## To do
#1 Please decide whether each statement agrees with the passage on Innocentive, answering yes or no and quoting the words of the passage that settle it: (a) Innocentive was started by a medicinal company. (b) The company got only a single feasible solution from the internet. (c) Innocentive no longer operates.
#2 Rewrite the passage on Innocentive between "What happened was" and "companies use them.", inclusive, putting "workable" in place of "feasible".

## Exercise text
--- --- ---

There’s a company called Innocentive that crowd-sources scientific problems and provides cash incentives to those that provide breakthrough approaches or solutions. The company was started by a medicinal company that was spending millions of dollars on medical inventions that weren’t really panning out. The were stuck. They needed help. Common corporate philosophy was, and still is often, VERY proprietary when it comes to technological breakthroughs. When they reached out to the internet for a solution, they were taking a large risk by revealing their current work and the likelihood of having some random scientist come up with a solution seemed unlikely.

What happened was exactly the opposite. They received dozens of feasible solutions! The program was so successful that they used it for other problems, then eventually broke off into their own company. They still operate today, and lots of companies use them.

Why does it work? How is it that an outsider could come in and provide a fresh perspective to a problem that a company had dedicated millions of dollars to, recruiting the world’s top scientists?

The answer is that sometimes it takes a fresh perspective to create a breakthrough. It’s why traveling is so important for artists, for example. You need to be an outsider… or, at least, be able to invoke that way of thinking.

--- --- ---

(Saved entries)

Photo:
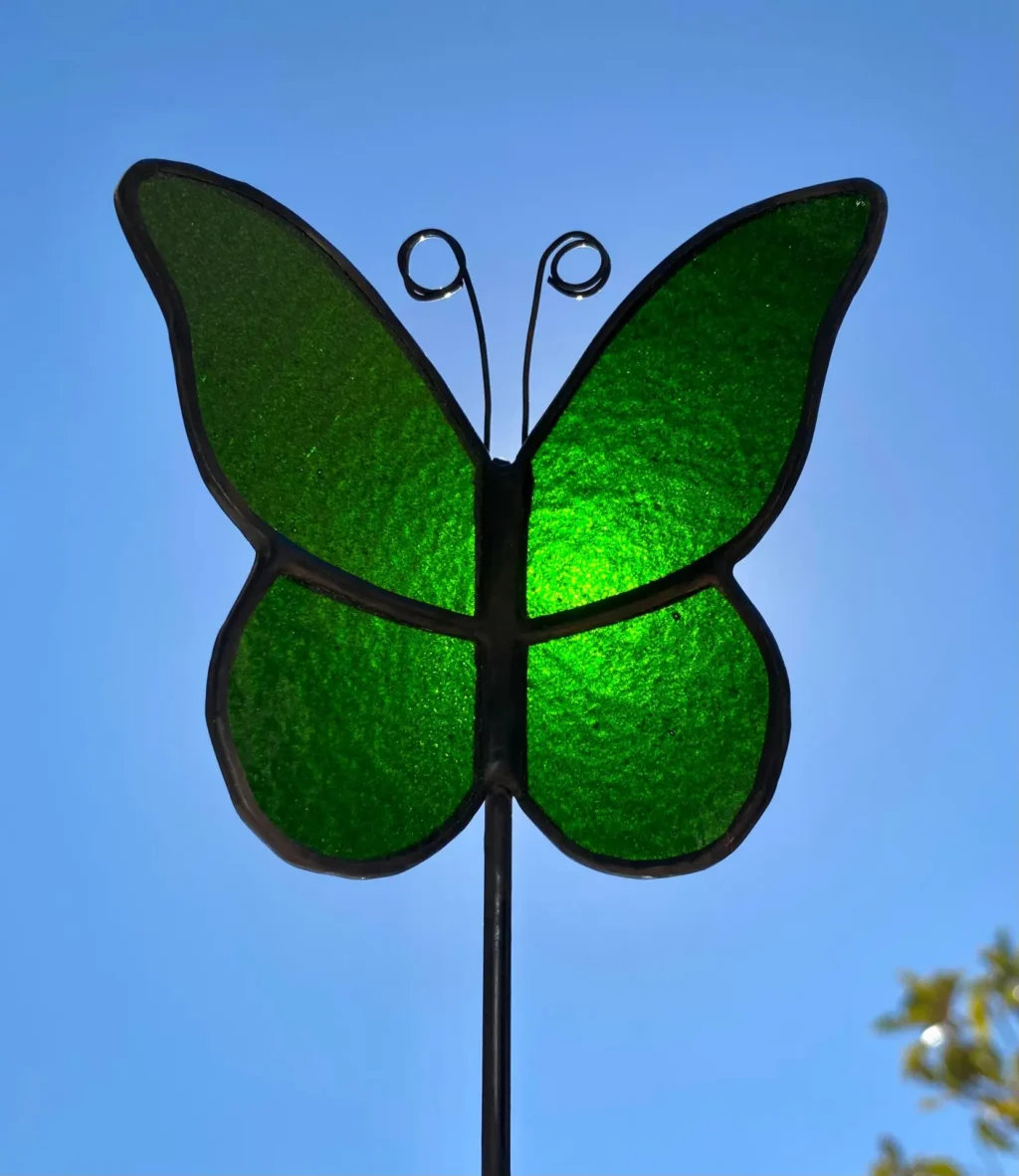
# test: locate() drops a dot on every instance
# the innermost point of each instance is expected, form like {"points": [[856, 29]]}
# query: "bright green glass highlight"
{"points": [[677, 437], [314, 412], [644, 737], [355, 734]]}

--- --- ---

## Responses
#1
(a) Yes: "The company was started by a medicinal company"
(b) No: "They received dozens of feasible solutions!"
(c) No: "They still operate today"

#2
What happened was exactly the opposite. They received dozens of workable solutions! The program was so successful that they used it for other problems, then eventually broke off into their own company. They still operate today, and lots of companies use them.